=== Extract to read ===

World AIDS Day observed in Chicago area

December 1, 2011 (CHICAGO)

Illinois ranks seventh among states for the number of AIDS cases.

Thursday's early morning giveaway was a part of an effort by the city's department of public health to re-energize HIV prevention strategy. It was one of the many ways Chicagoland commemorated World AIDS Day.

Red ribbons serve as tokens of remembrance to those lost in the fight on this World AIDS Day.

Thursday morning, at a West Side testing and treatment center, those who have survived were also celebrated. After living with the disease for nearly three decades, Joy Morris has become a Chicagoland HIV advocate and activist. She is spearheading an effort for a 2012 World AIDS Day telethon.

"I'm grateful to be alive today, 30 years into this epidemic, doing God's will and God's work," said Morris.

Every year since 1988, December 1 is dedicated to raising awareness about the disease in hopes of one day eliminating it.

=== Dataset entries ===

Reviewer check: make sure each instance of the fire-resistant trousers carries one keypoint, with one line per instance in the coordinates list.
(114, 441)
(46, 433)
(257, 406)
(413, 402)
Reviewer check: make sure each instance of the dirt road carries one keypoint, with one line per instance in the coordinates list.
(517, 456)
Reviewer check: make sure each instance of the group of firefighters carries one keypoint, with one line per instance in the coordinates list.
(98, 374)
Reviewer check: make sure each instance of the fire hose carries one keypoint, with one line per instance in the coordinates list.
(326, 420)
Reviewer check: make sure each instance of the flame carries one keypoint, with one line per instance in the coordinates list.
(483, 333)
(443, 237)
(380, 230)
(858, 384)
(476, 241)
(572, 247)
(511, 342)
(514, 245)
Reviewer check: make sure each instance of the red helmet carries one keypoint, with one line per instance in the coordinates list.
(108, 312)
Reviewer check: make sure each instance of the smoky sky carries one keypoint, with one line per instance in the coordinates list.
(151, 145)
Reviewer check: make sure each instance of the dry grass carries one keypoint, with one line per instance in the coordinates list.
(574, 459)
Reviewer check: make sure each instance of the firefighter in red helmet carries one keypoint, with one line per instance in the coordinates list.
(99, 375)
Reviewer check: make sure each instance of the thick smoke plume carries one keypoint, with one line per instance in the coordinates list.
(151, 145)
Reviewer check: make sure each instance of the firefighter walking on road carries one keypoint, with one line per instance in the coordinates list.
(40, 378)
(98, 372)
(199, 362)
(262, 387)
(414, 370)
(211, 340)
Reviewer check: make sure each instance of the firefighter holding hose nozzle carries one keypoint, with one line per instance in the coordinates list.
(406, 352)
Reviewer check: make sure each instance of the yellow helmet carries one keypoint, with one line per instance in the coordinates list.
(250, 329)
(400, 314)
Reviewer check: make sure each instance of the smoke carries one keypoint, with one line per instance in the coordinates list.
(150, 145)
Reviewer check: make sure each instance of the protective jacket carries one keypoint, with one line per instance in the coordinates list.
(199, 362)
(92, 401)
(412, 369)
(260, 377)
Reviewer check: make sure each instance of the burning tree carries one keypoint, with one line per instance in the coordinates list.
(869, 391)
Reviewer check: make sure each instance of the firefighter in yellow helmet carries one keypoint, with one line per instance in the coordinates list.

===

Reproduce word for word the part of the World AIDS Day article that begins with the words "Illinois ranks seventh" and stops after "day eliminating it.".

Illinois ranks seventh among states for the number of AIDS cases.

Thursday's early morning giveaway was a part of an effort by the city's department of public health to re-energize HIV prevention strategy. It was one of the many ways Chicagoland commemorated World AIDS Day.

Red ribbons serve as tokens of remembrance to those lost in the fight on this World AIDS Day.

Thursday morning, at a West Side testing and treatment center, those who have survived were also celebrated. After living with the disease for nearly three decades, Joy Morris has become a Chicagoland HIV advocate and activist. She is spearheading an effort for a 2012 World AIDS Day telethon.

"I'm grateful to be alive today, 30 years into this epidemic, doing God's will and God's work," said Morris.

Every year since 1988, December 1 is dedicated to raising awareness about the disease in hopes of one day eliminating it.